EXERCISE OBJECTIVE ::
From the post on Boston's abandoned trolley lines, extract the passage that begins at "In 1930, almost" and stops after "in Hyde Park.", copying it word for word.

PAGE EXCERPT ::
════════════════

Hey, there! Log in / Register
Imagine if we hadn't ditched most of our trolley lines
By adamg on Wed, 04/25/2018 - 4:51pm
The Boston City Archives has posted a 1930 map showing all of the Boston area's subway and streetcar lines.
In 1930, almost 75% of the people traveling in and out of downtown Boston either used this public transit system or walked.
A streetcar on Blue Hill Avenue at Waverley Street in Roxbury in 1926.
Today marks the 65th anniversary of the end of streetcar service to Forest Hills between Mattapan Square and Cleary Square in Hyde Park.
Neighborhoods:
Ad:
Comments
probaby not ...
...adorable?
Did you bother to watch?
The first video is a very good episode of 60 minutes from the late 80’s. Nothing “probably “ about it.
I think...
...he means "probably not adorable," not "probably not" regarding the topic of the videos. (This is a response to Elmer of the "adorable" comments in response to photos of local critters.
Bit of Boston History featured in Taken For A Ride
@32:21, news clip showing the only portion of the I-695 inner belt (now the I-93 upper and lower decks) that was built - but wasn't opened to traffic until September 11, 1973 - the day after George's Tonka Toy took out a support pier on the Mystic River Bridge in Charlestown, causing the upper deck to collapse onto the lower deck - https://www.bostonglobe.com/specials/insiders/2013/01/30/the-mystic-tobi...

════════════════

RECORD EXTRACTS ::

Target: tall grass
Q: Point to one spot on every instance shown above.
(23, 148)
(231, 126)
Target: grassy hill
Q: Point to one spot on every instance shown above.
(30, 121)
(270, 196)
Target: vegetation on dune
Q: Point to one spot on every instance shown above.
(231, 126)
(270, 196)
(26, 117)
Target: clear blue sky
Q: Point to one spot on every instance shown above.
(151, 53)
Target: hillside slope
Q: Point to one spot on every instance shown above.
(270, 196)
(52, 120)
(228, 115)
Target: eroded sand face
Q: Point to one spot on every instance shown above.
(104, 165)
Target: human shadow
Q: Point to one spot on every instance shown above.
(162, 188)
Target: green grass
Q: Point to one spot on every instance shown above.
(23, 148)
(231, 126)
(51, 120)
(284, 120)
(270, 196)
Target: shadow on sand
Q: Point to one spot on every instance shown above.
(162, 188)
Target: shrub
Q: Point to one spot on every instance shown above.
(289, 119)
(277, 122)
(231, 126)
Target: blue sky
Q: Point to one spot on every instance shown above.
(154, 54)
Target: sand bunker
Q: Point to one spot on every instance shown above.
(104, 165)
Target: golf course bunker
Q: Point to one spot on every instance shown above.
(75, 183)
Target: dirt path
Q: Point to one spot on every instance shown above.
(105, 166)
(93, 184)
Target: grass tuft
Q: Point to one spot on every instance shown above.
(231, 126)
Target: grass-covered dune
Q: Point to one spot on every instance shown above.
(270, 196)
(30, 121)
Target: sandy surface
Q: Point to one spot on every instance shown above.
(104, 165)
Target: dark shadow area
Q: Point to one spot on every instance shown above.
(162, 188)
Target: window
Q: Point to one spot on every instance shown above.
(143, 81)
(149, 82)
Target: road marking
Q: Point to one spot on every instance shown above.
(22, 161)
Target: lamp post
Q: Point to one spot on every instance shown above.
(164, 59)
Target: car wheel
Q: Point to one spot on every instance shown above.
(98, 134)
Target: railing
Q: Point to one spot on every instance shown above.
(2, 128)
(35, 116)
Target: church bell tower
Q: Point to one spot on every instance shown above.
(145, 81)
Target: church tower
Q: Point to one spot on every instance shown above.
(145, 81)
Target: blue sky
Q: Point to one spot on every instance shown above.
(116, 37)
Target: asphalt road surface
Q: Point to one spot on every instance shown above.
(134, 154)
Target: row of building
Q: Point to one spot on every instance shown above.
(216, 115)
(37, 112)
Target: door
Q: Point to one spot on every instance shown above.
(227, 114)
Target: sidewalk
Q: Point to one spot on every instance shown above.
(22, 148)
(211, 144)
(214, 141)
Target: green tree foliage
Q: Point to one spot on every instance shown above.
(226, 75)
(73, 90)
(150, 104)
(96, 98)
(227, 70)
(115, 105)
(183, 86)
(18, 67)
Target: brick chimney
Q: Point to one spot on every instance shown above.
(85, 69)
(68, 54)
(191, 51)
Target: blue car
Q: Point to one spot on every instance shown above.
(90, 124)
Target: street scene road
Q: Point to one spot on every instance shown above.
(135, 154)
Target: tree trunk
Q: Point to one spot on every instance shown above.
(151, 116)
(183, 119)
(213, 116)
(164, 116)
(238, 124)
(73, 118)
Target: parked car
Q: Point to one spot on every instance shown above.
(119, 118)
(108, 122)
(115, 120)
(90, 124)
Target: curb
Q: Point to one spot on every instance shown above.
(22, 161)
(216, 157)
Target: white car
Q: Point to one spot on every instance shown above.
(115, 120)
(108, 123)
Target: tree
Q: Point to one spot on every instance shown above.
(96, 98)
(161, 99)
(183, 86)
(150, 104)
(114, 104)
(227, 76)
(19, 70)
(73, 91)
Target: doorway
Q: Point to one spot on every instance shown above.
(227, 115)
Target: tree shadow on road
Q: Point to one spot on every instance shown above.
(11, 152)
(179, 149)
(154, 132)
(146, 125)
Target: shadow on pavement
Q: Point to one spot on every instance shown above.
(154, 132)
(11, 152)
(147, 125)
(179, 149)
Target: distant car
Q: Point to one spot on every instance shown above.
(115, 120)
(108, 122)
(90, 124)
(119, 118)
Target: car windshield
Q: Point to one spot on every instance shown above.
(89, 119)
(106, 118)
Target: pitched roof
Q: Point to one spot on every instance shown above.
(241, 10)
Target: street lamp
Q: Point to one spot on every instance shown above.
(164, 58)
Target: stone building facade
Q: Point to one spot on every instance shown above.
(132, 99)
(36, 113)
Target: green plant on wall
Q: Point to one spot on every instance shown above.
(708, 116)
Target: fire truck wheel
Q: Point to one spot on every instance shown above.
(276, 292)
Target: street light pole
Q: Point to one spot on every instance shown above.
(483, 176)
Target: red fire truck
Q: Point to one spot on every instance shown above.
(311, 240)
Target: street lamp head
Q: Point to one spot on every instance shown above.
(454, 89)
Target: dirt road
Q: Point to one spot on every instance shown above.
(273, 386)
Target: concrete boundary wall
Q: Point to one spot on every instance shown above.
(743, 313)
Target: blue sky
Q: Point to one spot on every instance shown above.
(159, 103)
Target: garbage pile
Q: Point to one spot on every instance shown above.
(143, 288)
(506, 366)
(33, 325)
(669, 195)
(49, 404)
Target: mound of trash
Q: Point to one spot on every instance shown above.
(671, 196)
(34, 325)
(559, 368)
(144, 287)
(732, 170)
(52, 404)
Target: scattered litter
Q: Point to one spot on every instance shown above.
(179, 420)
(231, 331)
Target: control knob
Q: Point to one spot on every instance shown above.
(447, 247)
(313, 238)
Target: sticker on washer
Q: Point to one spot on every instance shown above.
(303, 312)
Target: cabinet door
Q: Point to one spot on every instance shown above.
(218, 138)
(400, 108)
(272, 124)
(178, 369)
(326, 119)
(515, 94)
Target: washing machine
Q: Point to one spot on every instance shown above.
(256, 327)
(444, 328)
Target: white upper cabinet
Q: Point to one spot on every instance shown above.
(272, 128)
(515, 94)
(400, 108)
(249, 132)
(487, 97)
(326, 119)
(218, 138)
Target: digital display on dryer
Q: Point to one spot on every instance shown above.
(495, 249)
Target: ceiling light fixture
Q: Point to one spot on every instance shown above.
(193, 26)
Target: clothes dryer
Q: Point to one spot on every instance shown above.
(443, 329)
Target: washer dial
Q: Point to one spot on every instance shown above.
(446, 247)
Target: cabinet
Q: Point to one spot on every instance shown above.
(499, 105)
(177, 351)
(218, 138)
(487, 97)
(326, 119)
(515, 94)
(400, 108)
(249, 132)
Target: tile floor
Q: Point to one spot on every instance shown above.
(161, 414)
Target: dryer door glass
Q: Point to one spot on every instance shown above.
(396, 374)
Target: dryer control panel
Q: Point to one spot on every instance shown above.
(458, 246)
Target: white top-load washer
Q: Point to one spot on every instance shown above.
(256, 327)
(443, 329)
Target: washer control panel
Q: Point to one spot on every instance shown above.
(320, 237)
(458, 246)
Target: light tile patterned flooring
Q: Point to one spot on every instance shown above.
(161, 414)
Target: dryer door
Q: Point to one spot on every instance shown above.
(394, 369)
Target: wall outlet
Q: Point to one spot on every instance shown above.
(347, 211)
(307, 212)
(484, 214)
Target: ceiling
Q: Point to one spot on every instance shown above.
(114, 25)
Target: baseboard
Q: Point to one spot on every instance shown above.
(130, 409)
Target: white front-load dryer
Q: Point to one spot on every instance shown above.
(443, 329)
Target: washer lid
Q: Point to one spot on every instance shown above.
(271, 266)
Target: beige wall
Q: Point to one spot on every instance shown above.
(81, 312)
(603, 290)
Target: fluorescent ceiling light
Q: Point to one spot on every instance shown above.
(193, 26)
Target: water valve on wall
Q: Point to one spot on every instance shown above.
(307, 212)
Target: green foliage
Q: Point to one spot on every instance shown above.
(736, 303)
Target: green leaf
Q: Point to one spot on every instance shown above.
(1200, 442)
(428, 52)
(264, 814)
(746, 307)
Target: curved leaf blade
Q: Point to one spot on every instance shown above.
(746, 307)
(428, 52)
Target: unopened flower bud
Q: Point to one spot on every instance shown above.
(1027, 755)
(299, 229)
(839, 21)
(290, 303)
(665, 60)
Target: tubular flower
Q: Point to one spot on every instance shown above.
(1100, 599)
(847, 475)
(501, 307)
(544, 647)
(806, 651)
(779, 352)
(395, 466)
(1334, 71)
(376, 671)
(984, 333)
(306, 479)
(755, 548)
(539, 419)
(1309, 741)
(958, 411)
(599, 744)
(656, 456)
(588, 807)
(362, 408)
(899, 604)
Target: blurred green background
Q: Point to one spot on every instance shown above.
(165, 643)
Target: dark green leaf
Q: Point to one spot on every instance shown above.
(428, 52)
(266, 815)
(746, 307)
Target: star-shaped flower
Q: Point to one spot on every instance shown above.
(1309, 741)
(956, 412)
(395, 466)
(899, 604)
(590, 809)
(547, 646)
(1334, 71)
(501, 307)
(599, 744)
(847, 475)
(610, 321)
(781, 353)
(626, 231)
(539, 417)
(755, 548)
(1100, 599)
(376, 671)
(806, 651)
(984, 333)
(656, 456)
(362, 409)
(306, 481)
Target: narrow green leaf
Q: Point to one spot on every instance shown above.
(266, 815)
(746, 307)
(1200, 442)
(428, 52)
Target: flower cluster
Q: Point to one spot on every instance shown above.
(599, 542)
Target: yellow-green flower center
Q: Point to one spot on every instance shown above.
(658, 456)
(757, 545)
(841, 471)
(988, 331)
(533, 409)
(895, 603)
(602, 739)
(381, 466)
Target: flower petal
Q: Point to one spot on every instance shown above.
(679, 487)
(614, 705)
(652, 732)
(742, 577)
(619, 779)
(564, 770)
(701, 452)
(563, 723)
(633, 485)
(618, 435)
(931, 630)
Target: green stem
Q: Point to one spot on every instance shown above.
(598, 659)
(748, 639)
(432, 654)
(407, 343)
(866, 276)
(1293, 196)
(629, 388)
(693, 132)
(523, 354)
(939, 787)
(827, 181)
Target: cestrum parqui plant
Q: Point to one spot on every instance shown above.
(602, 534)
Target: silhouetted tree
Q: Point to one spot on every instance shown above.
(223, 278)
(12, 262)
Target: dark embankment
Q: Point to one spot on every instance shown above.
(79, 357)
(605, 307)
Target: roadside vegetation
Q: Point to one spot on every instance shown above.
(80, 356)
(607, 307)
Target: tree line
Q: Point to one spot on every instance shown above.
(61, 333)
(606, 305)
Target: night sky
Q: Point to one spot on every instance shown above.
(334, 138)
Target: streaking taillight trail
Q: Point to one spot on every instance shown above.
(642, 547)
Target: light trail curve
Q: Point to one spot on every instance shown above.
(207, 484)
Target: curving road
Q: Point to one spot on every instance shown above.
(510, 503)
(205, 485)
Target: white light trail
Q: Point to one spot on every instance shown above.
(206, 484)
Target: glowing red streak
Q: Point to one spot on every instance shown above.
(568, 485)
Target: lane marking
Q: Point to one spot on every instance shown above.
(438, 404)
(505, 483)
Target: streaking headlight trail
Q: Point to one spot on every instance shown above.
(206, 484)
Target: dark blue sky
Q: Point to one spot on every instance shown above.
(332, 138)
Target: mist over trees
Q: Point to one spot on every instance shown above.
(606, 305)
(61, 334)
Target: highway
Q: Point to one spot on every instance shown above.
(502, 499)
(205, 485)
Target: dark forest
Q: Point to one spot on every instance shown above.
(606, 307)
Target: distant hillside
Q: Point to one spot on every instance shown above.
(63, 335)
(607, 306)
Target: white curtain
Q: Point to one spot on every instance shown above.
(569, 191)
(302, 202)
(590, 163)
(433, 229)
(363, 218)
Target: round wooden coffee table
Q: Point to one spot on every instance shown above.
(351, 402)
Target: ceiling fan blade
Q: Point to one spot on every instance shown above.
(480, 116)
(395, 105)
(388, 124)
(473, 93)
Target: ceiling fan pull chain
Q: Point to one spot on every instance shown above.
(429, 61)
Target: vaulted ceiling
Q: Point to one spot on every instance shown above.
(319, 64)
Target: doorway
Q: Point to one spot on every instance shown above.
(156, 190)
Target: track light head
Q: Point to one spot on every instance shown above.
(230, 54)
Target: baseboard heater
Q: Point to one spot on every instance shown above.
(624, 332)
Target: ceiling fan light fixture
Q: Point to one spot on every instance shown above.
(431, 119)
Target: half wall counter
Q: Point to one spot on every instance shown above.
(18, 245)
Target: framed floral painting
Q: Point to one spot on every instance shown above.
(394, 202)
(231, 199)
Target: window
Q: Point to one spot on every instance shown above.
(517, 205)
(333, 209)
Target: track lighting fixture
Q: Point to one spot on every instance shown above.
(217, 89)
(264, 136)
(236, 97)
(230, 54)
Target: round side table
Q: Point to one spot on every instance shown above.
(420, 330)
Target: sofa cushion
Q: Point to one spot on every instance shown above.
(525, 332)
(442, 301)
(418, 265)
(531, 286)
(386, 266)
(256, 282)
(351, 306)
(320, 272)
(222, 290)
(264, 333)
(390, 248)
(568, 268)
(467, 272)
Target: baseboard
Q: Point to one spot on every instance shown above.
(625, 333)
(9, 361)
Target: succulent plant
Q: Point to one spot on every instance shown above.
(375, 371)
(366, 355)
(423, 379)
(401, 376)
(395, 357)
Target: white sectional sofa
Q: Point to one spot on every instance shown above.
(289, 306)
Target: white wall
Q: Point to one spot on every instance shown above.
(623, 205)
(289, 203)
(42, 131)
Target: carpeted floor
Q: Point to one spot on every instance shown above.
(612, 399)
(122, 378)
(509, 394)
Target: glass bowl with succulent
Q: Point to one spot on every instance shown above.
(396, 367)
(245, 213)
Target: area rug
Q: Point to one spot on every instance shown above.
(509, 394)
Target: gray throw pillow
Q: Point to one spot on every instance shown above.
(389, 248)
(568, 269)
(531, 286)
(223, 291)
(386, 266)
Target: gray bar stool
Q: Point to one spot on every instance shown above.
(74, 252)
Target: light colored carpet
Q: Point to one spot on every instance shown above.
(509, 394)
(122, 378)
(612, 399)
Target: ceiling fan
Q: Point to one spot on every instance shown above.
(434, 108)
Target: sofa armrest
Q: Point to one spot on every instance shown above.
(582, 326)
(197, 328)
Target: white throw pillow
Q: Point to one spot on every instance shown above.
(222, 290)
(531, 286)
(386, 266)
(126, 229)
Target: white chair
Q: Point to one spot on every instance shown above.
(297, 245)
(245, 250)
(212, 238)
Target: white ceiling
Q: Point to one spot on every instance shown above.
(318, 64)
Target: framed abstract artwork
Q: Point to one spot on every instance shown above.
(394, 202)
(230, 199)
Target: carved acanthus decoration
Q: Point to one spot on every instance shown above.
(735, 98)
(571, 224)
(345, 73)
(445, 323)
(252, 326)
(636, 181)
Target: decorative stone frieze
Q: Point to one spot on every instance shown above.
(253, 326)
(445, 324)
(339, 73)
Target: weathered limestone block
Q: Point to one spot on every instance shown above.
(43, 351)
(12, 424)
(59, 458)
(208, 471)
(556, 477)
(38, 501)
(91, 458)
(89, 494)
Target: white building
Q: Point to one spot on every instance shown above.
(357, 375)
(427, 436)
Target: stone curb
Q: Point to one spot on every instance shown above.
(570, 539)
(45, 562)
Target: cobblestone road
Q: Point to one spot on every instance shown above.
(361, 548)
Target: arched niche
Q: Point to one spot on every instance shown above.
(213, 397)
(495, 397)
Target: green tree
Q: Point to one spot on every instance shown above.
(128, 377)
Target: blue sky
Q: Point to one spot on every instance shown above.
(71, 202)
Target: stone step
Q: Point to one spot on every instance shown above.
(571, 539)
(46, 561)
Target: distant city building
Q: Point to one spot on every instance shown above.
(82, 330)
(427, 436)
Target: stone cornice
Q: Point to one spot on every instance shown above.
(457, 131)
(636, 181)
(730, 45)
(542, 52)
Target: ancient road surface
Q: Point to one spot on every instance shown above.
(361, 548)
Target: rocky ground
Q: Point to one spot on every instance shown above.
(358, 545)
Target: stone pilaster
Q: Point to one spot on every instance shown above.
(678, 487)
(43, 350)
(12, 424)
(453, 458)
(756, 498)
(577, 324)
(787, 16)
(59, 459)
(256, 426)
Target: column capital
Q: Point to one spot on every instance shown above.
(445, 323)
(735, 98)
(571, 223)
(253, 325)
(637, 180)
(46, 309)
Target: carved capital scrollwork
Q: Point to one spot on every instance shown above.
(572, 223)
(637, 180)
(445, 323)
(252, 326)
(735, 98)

════════════════

CORRECT ANSWER ::
In 1930, almost 75% of the people traveling in and out of downtown Boston either used this public transit system or walked.
A streetcar on Blue Hill Avenue at Waverley Street in Roxbury in 1926.
Today marks the 65th anniversary of the end of streetcar service to Forest Hills between Mattapan Square and Cleary Square in Hyde Park.